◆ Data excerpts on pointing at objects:
=======

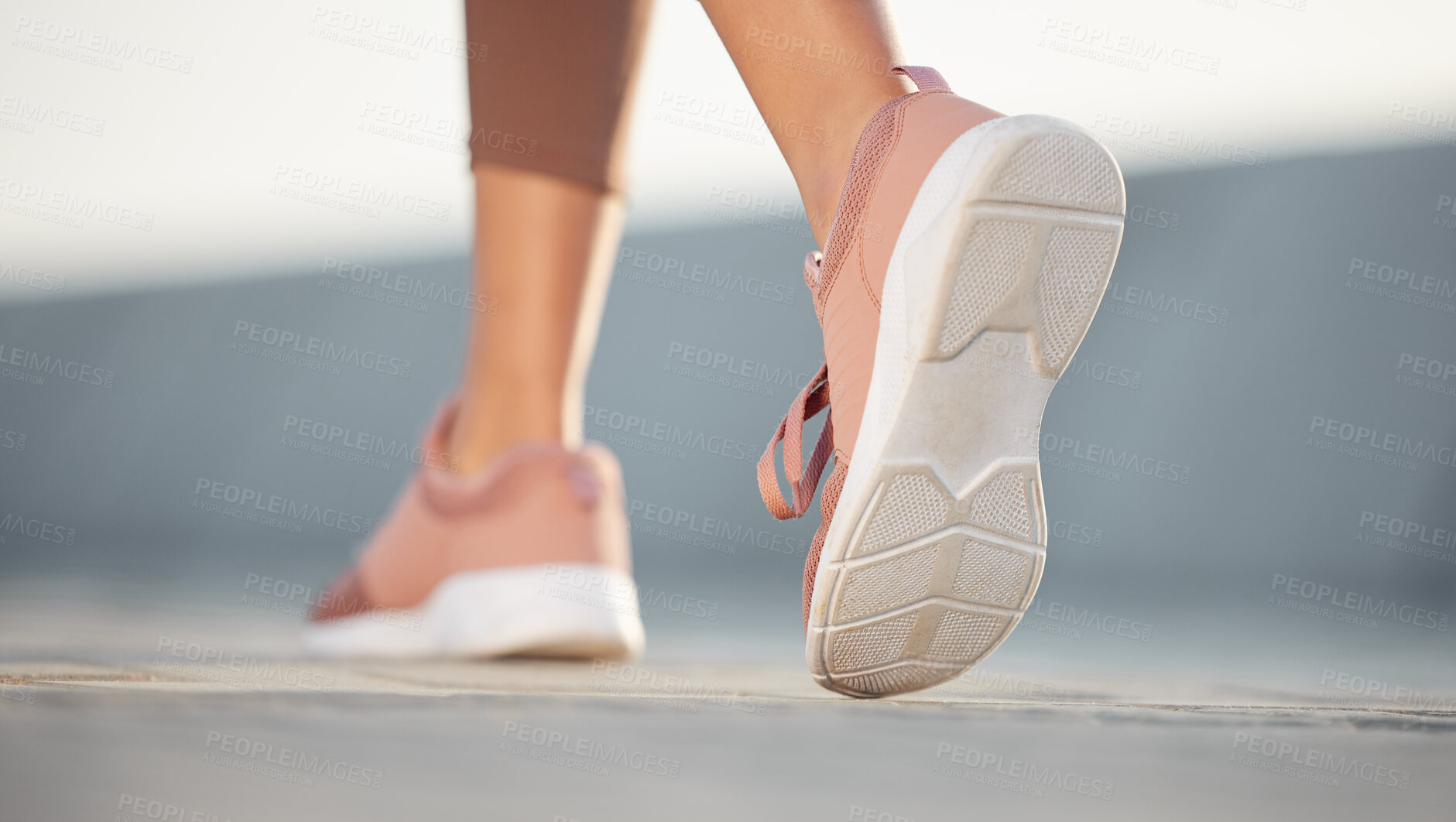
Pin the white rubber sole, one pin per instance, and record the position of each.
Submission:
(940, 536)
(578, 610)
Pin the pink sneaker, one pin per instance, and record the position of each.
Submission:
(529, 556)
(964, 265)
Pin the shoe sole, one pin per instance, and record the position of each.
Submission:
(940, 536)
(577, 610)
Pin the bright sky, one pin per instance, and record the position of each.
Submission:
(193, 153)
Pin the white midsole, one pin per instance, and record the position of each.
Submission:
(910, 316)
(552, 610)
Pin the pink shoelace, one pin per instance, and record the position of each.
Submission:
(811, 400)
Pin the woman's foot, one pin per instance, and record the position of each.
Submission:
(526, 556)
(967, 258)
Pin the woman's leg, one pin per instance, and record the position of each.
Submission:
(817, 70)
(500, 549)
(550, 109)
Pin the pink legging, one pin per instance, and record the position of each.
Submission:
(553, 89)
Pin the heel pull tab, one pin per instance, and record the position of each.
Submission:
(925, 77)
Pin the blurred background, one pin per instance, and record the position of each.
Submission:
(1279, 329)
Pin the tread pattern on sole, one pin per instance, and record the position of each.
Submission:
(989, 268)
(991, 574)
(912, 505)
(1067, 287)
(887, 585)
(871, 645)
(1060, 169)
(1003, 505)
(964, 635)
(934, 578)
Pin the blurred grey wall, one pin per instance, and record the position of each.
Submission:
(1251, 457)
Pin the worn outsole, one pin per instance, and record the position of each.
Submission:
(940, 537)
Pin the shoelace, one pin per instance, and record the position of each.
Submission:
(811, 400)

=======

◆ GOAL OF THE EXERCISE: Write out all of the data above word for word, but leave out the pictures.

◆ WRITTEN ANSWER:
Pin the white rubber sole, one pin per instance, and record the position of each.
Submission:
(940, 536)
(578, 610)
Pin the pink sneaker, one pin per instance, and record the position of each.
Submission:
(529, 556)
(964, 265)
Pin the shoe sole, one pin per instance, and record the position of each.
Submission:
(940, 536)
(577, 610)
Pin the bright sky, one pin per instance, and record the position of each.
Submission:
(193, 153)
Pin the white midsole, one pin per instance, and record the position of each.
Submission:
(910, 316)
(552, 610)
Pin the pink shoelace, one pin per instance, and record the position of each.
Submission:
(811, 400)
Pin the woman's foot, one pin per instance, and record the position of each.
Submission:
(526, 556)
(967, 258)
Pin the woman's leg, one pin per instance, and record the position of each.
Submission:
(817, 70)
(500, 549)
(550, 109)
Pin the pink legging, one pin per instance, and record the position of each.
Submission:
(553, 89)
Pin the heel pull tab, one pin per instance, and record the position of each.
Submission:
(925, 77)
Pin the blurred background, one pin per instance, and record the position of each.
Submission:
(1279, 329)
Pin the tread pattern on sole, one pin per instance, and record the position of each.
Submission:
(989, 268)
(991, 574)
(912, 505)
(1067, 287)
(887, 585)
(871, 645)
(1060, 169)
(1003, 505)
(964, 635)
(934, 578)
Pin the blurred grey wall, one pin per instance, and record the position of each.
Submission:
(1251, 457)
Pin the worn outsole, one pin per instance, and record the position of each.
Submission:
(940, 537)
Pin the shoelace, one pin per instance, and record the position of each.
Submission:
(811, 400)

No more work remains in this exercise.